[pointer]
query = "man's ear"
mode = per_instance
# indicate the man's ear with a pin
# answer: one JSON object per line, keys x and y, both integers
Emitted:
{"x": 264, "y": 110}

=-=-=

■ Prompt: Copy the data exactly as it was presented.

■ Response:
[pointer]
query = "man's ear"
mode = per_instance
# indicate the man's ear with a pin
# answer: one JSON object per line, keys x and y, both integers
Emitted:
{"x": 264, "y": 110}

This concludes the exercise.